Task description:
Starting at the line that holds "TARGET = dark pants", set down each line through the end of the listing, exactly as written and with nothing added.

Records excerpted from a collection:

***

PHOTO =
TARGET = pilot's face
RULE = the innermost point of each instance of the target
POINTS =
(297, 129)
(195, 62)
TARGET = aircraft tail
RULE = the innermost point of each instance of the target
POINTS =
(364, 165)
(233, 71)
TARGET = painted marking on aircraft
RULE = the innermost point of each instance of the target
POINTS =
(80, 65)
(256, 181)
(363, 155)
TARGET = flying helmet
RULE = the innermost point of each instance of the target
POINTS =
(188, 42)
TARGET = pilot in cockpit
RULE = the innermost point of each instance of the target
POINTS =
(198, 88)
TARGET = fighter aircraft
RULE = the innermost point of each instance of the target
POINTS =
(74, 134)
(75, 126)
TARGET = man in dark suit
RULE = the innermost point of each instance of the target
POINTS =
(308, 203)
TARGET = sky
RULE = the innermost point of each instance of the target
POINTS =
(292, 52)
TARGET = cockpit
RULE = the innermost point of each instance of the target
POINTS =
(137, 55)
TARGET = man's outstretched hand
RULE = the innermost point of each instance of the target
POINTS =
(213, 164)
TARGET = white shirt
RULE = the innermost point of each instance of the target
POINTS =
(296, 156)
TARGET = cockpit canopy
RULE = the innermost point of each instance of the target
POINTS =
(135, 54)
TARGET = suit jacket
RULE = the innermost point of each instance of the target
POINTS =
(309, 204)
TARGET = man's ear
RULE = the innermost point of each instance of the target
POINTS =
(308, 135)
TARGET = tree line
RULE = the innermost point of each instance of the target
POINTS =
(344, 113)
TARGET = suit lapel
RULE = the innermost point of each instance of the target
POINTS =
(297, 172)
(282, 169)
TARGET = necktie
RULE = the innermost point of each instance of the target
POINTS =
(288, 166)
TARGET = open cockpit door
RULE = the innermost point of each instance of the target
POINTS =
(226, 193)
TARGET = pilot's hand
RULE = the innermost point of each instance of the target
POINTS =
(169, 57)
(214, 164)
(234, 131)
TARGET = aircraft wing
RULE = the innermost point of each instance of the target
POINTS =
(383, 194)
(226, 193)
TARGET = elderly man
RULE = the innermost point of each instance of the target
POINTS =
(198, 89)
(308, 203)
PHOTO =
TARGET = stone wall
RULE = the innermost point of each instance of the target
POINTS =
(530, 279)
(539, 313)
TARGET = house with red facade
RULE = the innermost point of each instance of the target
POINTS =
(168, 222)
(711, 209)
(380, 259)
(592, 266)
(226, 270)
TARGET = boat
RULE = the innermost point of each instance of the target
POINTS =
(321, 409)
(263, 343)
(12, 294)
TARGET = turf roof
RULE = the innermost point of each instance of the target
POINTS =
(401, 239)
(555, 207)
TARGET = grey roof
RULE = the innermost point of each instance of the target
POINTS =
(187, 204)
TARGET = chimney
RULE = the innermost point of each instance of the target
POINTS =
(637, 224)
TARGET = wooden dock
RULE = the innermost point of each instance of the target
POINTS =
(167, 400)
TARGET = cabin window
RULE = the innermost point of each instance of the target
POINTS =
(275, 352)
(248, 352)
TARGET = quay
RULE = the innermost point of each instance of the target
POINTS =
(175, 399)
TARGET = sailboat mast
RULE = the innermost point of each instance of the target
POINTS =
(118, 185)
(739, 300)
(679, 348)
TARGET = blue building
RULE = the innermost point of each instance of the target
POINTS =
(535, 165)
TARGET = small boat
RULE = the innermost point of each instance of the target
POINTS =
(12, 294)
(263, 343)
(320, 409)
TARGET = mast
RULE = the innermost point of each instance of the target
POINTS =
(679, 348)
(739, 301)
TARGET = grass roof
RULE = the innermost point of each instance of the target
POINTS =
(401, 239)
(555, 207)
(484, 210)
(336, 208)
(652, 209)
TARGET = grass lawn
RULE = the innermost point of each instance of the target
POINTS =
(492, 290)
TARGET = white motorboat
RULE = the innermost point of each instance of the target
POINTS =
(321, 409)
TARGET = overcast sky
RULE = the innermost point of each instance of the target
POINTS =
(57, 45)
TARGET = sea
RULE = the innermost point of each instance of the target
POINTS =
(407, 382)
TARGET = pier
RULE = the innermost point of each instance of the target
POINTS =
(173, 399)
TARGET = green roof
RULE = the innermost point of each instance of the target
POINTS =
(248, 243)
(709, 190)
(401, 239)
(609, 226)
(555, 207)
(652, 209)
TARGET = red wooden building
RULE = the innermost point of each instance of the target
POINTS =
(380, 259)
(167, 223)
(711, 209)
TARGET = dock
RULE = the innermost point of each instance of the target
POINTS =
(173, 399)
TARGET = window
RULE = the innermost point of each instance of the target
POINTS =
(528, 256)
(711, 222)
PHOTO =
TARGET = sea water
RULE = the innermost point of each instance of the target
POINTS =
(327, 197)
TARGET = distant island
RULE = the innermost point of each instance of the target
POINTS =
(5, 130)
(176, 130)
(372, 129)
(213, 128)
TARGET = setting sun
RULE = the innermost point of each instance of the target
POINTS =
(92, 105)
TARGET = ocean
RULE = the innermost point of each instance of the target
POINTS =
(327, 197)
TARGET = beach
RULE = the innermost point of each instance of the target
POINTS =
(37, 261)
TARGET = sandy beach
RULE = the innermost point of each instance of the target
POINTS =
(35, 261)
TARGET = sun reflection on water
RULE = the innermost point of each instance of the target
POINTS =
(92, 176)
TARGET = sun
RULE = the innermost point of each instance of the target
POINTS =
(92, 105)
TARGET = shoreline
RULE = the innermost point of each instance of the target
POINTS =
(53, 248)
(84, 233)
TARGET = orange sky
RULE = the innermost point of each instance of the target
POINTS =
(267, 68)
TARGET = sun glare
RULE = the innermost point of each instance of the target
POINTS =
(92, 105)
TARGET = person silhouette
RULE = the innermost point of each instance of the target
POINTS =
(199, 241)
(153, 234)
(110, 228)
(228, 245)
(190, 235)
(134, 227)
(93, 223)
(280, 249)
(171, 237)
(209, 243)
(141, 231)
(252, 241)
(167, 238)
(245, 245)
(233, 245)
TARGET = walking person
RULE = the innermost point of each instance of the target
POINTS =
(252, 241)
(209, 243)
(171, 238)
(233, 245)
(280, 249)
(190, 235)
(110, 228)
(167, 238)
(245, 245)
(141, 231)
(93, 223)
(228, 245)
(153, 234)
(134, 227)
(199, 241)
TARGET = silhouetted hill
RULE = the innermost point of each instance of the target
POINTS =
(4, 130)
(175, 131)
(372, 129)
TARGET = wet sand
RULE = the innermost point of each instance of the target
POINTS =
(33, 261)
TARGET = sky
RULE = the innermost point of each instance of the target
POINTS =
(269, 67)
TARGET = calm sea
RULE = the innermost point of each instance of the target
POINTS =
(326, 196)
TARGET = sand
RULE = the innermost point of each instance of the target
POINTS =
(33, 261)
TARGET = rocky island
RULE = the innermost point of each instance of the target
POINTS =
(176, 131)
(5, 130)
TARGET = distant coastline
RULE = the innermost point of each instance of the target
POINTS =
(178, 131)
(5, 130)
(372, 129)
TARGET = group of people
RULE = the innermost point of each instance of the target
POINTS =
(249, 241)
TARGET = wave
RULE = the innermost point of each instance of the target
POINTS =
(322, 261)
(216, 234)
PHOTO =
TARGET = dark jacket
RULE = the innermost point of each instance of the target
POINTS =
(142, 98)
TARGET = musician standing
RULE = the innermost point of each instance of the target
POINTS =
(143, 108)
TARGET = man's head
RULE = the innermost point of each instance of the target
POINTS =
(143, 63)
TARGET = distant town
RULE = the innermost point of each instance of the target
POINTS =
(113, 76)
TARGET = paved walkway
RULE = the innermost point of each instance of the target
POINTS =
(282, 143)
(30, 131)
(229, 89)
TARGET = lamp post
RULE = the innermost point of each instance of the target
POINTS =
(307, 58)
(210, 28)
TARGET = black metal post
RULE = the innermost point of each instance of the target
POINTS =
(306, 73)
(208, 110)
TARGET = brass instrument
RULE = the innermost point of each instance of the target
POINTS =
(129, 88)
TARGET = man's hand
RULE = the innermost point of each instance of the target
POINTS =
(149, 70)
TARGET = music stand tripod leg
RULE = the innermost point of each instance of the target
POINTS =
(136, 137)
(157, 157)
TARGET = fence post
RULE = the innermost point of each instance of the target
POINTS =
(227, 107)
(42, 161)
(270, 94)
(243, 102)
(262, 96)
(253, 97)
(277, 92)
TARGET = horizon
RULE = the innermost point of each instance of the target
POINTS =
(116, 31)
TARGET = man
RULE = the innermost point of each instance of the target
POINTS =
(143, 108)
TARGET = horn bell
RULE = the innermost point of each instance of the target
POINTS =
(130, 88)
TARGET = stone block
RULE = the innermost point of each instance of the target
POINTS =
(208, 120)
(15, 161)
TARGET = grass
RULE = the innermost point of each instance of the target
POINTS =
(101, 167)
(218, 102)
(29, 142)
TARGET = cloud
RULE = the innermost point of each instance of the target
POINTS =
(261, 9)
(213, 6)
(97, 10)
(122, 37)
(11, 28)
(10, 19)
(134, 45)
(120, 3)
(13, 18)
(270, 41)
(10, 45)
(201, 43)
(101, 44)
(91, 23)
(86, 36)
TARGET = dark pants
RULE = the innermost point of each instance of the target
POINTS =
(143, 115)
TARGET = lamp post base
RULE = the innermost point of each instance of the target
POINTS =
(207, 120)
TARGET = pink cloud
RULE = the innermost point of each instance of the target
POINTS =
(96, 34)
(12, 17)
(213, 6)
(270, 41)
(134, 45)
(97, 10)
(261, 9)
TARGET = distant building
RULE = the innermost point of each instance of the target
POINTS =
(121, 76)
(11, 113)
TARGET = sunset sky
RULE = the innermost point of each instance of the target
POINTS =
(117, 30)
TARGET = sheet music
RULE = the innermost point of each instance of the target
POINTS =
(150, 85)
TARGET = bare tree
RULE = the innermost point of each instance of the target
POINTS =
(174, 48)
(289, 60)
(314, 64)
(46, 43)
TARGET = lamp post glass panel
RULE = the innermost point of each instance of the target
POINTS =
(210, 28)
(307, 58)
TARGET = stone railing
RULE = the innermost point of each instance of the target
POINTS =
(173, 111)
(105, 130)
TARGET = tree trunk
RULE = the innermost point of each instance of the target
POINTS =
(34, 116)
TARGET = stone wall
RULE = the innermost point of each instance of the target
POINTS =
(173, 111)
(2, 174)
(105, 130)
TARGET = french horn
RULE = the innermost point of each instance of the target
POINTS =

***

Written reply:
TARGET = dark pants
RULE = the innermost point of each instance of the target
POINTS =
(143, 115)
TARGET = lamp post base
RULE = the innermost point of each instance of the target
POINTS =
(207, 120)
TARGET = pink cloud
RULE = the innermost point of each instance of the target
POINTS =
(96, 34)
(12, 17)
(213, 6)
(270, 41)
(134, 45)
(97, 10)
(261, 9)
TARGET = distant building
RULE = the innermost point of each instance of the target
POINTS =
(121, 76)
(11, 113)
TARGET = sunset sky
RULE = the innermost point of each instance of the target
POINTS =
(117, 30)
TARGET = sheet music
RULE = the innermost point of each instance of the target
POINTS =
(150, 85)
TARGET = bare tree
RULE = the innermost point of each instance of the target
POINTS =
(174, 48)
(289, 60)
(314, 64)
(46, 43)
TARGET = lamp post glass panel
RULE = the innermost point of each instance of the target
POINTS =
(210, 28)
(307, 58)
TARGET = stone railing
RULE = the innermost point of each instance of the target
POINTS =
(173, 111)
(105, 130)
TARGET = tree trunk
RULE = the innermost point of each instance of the target
POINTS =
(34, 116)
TARGET = stone wall
RULE = the innermost point of each instance of the target
POINTS =
(173, 111)
(2, 174)
(105, 130)
TARGET = french horn
RULE = the innermost point of each instance of the target
POINTS =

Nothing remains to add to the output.